[Data records]
▼
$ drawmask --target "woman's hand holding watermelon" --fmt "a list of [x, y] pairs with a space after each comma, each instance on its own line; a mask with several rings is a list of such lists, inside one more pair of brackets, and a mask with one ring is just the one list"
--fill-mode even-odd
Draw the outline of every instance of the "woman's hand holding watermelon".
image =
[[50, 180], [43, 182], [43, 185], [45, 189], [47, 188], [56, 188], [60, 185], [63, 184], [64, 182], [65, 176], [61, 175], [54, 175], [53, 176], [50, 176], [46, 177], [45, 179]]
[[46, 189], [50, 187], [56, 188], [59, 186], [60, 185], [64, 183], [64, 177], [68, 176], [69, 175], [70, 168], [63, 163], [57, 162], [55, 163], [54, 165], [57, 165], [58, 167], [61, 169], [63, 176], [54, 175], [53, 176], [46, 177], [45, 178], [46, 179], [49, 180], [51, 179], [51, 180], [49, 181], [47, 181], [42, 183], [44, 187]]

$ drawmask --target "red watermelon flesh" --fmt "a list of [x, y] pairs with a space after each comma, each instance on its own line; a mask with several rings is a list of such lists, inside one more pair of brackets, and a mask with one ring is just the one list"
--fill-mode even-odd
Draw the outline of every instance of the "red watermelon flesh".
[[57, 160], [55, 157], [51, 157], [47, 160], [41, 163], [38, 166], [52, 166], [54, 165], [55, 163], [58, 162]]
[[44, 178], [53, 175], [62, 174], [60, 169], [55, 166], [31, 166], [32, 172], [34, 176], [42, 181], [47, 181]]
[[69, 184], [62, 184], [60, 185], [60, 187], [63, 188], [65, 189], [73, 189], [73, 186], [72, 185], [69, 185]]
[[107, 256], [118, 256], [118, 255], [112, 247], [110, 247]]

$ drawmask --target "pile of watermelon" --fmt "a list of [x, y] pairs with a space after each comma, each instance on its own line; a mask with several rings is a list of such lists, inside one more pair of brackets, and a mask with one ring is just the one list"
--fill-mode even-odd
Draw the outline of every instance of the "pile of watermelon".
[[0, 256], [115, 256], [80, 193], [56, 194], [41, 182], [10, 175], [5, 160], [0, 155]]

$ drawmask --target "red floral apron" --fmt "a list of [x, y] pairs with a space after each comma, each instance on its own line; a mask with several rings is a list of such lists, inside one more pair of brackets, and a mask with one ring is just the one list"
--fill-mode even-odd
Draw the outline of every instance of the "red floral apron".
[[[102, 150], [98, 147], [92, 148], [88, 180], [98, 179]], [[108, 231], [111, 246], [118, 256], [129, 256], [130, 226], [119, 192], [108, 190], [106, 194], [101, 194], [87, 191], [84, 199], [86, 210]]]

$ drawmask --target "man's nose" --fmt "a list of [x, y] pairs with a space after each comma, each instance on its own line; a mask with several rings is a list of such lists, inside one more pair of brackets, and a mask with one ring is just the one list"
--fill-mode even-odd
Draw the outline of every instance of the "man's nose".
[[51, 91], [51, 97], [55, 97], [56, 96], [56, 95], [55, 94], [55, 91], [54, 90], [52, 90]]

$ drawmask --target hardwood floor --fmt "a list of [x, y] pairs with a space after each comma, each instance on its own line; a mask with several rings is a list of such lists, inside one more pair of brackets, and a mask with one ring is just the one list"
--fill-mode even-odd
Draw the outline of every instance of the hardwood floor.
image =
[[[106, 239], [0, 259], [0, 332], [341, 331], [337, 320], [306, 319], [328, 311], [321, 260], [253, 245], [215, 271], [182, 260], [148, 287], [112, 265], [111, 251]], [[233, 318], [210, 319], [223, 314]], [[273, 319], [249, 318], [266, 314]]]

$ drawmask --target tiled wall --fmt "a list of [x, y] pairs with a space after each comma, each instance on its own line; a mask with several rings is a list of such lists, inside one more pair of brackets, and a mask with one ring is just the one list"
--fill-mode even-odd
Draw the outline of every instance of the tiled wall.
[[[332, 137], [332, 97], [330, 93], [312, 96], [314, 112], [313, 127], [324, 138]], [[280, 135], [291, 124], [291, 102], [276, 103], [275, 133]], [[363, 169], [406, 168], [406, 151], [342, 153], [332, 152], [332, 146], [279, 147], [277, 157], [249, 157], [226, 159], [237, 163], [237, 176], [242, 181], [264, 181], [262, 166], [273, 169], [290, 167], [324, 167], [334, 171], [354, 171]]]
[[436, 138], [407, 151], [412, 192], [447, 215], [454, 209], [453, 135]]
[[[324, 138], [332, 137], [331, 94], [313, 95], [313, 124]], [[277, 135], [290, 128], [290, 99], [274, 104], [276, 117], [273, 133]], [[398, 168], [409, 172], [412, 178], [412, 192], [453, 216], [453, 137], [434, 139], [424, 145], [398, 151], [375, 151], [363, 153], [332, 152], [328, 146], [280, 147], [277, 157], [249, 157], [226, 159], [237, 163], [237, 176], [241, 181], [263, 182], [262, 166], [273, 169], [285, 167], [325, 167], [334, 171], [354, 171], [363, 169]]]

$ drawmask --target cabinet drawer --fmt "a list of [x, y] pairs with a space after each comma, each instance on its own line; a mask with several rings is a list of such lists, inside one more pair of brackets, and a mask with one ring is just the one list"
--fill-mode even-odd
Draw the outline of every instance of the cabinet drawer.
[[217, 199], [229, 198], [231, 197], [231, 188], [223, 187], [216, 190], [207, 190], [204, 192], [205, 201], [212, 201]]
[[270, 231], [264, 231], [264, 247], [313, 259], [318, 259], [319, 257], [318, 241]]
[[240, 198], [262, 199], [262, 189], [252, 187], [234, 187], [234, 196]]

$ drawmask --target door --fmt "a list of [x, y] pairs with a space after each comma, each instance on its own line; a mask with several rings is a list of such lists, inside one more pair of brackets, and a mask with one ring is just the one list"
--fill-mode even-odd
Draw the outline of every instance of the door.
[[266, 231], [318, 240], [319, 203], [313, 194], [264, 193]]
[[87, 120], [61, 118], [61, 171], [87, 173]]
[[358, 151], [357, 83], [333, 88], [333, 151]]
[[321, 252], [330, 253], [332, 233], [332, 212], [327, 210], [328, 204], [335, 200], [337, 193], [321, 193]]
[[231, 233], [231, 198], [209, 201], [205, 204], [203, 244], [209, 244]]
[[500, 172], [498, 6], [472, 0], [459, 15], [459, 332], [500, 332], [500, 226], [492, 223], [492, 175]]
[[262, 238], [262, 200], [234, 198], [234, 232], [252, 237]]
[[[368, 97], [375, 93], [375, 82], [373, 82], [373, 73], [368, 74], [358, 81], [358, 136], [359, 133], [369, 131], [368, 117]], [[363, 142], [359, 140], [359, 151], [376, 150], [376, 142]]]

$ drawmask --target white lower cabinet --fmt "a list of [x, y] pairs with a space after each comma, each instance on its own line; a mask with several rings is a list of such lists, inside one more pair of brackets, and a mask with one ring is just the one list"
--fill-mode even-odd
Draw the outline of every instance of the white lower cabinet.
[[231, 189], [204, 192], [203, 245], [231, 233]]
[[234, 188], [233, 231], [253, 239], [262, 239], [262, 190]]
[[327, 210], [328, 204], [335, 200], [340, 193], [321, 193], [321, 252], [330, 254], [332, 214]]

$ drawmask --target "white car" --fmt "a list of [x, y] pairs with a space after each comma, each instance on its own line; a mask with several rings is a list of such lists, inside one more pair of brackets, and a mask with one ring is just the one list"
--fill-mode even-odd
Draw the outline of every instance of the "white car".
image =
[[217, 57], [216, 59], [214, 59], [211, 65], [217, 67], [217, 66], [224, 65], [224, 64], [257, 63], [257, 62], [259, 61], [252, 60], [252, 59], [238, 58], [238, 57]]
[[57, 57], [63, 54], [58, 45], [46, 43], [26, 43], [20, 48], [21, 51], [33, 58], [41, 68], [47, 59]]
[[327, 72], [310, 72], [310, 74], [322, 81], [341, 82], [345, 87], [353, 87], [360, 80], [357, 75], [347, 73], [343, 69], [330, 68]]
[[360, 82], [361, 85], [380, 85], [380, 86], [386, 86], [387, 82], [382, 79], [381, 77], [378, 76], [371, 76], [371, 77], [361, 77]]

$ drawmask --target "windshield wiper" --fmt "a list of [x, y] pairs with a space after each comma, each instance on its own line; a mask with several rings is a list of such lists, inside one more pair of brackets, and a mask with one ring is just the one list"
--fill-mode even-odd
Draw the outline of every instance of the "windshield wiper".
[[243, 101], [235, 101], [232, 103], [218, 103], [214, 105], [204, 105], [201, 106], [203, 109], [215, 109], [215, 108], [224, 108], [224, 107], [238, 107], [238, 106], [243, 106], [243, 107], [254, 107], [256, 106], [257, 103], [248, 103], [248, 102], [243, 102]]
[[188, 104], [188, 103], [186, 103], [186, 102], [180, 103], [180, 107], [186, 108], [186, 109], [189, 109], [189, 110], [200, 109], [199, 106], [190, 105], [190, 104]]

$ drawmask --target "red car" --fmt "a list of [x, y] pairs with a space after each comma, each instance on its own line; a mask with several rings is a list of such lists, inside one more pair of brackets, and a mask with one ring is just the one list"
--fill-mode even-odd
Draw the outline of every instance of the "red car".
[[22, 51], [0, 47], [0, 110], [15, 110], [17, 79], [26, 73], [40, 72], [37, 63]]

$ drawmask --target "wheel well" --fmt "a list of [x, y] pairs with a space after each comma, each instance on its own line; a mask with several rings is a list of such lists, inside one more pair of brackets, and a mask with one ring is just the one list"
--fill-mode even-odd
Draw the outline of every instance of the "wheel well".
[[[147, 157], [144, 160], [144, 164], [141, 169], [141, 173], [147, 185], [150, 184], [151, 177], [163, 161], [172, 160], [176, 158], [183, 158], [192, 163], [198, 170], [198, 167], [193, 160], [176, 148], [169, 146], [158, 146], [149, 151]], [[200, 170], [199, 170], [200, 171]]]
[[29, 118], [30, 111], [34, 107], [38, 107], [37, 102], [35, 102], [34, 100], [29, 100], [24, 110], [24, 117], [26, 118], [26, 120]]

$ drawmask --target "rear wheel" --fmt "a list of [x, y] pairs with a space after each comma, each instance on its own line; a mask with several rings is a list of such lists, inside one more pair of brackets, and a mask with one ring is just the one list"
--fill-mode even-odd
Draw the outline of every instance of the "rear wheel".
▲
Convert the data records, from the first line through the line containing "177], [45, 179]]", into a Markdown table with the columns Row and Line. Number each row and leave out any blank lines.

▶ Task response
| Row | Line |
|---|---|
| 1 | $ drawmask --target "woman's hand holding watermelon" --fmt "a list of [x, y] pairs with a space after each comma, each instance on its own line; a mask with several rings is a list of such lists, inside one more pair of brackets, and a mask with one ring is just the one list" |
| 2 | --fill-mode even-odd |
| 3 | Draw the outline of every instance of the "woman's hand holding watermelon". |
| 4 | image = |
| 5 | [[50, 180], [43, 182], [43, 185], [45, 189], [47, 188], [56, 188], [60, 185], [63, 184], [64, 182], [65, 176], [61, 175], [54, 175], [53, 176], [50, 176], [46, 177], [45, 179]] |